=== Yönergeler ===
1. Verilen metne göre yazar, bu makaleyi hangi gazetedeki hangi başlıklı haberi görünce yazmaya karar vermiştir?
2. Verilen metindeki “Bir hukukçu olarak; gerçekten suç işleyenler hakkında soruşturma ve yeterli delil varsa davalar açılmasına, asla karşı değiliz.” cümlesini İngilizceye çevirin.

Cumhuriyetin Savcılarına Yakarışımızdır!....
Emekli bir Askeri ve aynı zamanda Cumhuriyet Savcısı ve de 50 yıllık bir hukukçu olarak, bu makaleyi yazıp C.Savcılarımıza seslenmek ve yakarmak istiyorum.
Kağıt üzerinde kalsa da, kuvvetler ayrılığı ilkesini, siyasal iktidarın değil, Türk Milletinin adına yargı yetkisini kullandığınızı, yargının; siyasal iktiadarın, siyasete yön verme ve siyasi intikam amacıyla asla kullanılamayacağını, yargıyı bu şekilde kullanmak isteyen siyasal iktidarların her zaman olacağını ama, Cumhuriyetin savcıları olarak hukuktan, hak ve adaletten asla ayrılma hak ve yetkinizin olmadığını lütfen aklınızdan çıkarmayınız.
Hiçbir meslek erbabının memuriyet sıfatlarının önünde Cumhuriyet nitelemesinin bulunmadığını, bu nitelemenin sadece sizlere tanındığını ve bunun sizlere ATATÜRK'ün bir armağanı ve aynı zamanda direktifi olduğunu, asla hatırınızdan çıkarmayınız.
Ülkemizde, yargının içine düşürüldüğü taraflı ve siyasal iktidara bağımlı haline baktıkça, emekli bir savcı olarak çok üzüldüğümüzü ve ülkenin demokratik geleceği adına endişe duyduğumuzu belirtmeliyiz.
Bugün elime SÖZCÜ Gazetesini aldım ve “Seçim süreci bitti, dosya raftan indi, AKŞENER'e Fetö Soruşturması” başlıklı haberi görünce, bu makaleyi yazmayı kendimize görev bildik.
Bir hukukçu olarak; gerçekten suç işleyenler hakkında soruşturma ve yeterli delil varsa davalar açılmasına, asla karşı değiliz.
Bizim karşı olduğumuz ve maalesef bazı C.Savcılarımızın da şu veya bu sebeple, siyasal iktidarın yasa dışı isteklerine alet oldukları husus; siyasal öç ve intikam almak, siyasi rakibini siyaset minderinden atmak amaçlı, hukuk dışı siyasal soruşturmalardır.
Bir kişinin suç işlediğine dair kuvvetli suç şüphesi ve delil varsa, hiç vakit kaybetmeden, seçim meçim beklenmeden derhal gereği yapılmalıdır. Seçim sonuçlarının beklenmesi ve soruşturmaya ona göre yön verilmesi, demokrasilerde asla kabul edilemez.
Şimdi sırada, İstanbul Büyük Şehir Belediye Başkanlığına seçilen İMAMOĞLU hakkındaki ORDU valisine hakaret ettiği yalan ve iftirasına dayalı soruşturma vardır. Bu soruşturmanın seçimlerden sonraya bırakılması talimatı, basından izlediğimiz kadarıyla, bizzat AKP Genel Başkanı tarafından verilmiştir.
Merakla bekliyoruz, bu konuda Cumhuriyetin savcıları ne yapacak diye?
Hukuk mu geçerli olacak, yoksa bir siyasinin siyasi beklentilerinin, intikam duygularının tatmini mi geçerli olacak ve amaçlanacak?

=== Veri Kayıtları ===
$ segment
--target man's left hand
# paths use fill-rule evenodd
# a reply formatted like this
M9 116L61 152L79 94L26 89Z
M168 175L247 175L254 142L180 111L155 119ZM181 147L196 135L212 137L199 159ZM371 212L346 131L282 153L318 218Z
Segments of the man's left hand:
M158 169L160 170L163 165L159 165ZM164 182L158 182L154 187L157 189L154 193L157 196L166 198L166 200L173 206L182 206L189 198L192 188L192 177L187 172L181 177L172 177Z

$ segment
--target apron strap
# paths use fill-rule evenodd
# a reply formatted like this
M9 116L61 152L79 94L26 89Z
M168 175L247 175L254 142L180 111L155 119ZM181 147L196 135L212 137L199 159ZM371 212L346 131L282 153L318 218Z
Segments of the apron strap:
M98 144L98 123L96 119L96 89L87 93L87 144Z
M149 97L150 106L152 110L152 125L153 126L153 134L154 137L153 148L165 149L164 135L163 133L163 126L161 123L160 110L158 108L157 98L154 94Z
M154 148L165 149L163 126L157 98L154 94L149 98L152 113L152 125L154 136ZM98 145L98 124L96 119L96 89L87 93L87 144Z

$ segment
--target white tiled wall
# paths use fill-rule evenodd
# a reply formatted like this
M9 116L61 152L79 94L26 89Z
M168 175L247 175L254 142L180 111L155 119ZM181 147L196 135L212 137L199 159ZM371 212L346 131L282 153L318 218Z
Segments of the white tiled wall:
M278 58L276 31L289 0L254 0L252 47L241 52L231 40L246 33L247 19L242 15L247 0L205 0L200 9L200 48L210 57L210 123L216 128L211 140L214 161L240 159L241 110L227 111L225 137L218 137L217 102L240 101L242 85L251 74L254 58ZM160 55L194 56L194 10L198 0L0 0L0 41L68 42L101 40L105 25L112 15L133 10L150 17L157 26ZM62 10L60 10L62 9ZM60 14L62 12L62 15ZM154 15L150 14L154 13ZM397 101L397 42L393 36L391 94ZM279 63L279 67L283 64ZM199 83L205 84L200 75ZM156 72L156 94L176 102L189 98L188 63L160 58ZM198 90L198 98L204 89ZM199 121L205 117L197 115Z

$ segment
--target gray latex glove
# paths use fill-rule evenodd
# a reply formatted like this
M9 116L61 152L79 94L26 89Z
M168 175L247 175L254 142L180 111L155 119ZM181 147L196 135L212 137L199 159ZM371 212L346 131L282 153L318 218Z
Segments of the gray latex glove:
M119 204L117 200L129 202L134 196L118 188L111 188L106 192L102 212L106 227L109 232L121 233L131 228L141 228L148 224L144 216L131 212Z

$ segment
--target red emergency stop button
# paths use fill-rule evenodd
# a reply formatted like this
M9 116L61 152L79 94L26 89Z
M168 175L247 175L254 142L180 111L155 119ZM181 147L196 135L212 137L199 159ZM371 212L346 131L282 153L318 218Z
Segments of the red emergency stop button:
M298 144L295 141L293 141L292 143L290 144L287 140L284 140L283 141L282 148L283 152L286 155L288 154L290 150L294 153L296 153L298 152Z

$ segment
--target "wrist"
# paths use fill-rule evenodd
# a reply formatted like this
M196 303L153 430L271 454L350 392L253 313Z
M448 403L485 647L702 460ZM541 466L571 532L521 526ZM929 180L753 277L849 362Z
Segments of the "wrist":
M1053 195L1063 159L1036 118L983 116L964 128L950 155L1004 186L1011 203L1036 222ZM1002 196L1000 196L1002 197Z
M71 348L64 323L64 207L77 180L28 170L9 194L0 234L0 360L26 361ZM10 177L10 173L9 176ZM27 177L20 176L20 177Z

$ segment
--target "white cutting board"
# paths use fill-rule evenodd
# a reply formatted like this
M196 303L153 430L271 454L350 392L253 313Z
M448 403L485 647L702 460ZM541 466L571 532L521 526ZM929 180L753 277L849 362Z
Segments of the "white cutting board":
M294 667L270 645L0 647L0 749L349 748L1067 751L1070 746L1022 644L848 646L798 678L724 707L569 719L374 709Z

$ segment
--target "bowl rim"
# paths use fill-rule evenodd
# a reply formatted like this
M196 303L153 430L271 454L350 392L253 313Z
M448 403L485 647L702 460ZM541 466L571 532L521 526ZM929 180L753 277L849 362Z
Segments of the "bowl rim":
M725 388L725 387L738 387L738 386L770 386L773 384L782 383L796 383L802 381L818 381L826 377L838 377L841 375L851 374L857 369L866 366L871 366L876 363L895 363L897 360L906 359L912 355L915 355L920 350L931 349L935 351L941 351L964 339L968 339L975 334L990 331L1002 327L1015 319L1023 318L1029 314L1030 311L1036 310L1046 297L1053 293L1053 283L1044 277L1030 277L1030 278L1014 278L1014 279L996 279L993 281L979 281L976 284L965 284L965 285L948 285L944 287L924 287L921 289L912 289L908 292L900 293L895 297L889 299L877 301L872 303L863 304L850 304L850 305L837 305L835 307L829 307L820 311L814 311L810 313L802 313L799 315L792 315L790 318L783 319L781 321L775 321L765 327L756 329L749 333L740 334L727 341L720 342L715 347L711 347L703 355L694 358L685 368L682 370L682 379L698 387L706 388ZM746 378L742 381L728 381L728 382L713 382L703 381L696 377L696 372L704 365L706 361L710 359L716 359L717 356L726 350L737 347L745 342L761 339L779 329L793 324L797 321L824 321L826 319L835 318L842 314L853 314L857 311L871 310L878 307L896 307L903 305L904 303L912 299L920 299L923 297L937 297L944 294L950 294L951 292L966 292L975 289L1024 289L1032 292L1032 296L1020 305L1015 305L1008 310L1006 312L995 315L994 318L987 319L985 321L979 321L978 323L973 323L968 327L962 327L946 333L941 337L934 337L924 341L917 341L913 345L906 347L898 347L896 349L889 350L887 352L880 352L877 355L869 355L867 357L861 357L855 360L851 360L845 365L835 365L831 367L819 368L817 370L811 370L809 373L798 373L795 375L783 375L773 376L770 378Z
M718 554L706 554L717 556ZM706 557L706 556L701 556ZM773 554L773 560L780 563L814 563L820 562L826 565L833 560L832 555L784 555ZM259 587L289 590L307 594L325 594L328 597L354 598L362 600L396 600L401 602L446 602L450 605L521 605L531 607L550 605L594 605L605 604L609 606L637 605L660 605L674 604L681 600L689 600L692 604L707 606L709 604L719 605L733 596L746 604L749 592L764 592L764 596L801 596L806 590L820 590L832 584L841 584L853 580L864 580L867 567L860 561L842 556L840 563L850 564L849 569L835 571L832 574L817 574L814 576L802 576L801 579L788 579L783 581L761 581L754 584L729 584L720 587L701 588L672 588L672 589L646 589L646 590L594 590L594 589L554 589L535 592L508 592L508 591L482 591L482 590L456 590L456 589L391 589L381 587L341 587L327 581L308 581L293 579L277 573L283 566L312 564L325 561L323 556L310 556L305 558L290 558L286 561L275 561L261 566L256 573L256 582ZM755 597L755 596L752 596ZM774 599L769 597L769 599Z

=== Görev Yanıtları ===
1. SÖZCÜ Gazetesi'ndeki “Seçim süreci bitti, dosya raftan indi, AKŞENER'e Fetö Soruşturması” başlıklı haberi görünce.

2. As a jurist, we are never opposed to investigations into those who have actually committed crimes, or to cases being brought if there is sufficient evidence.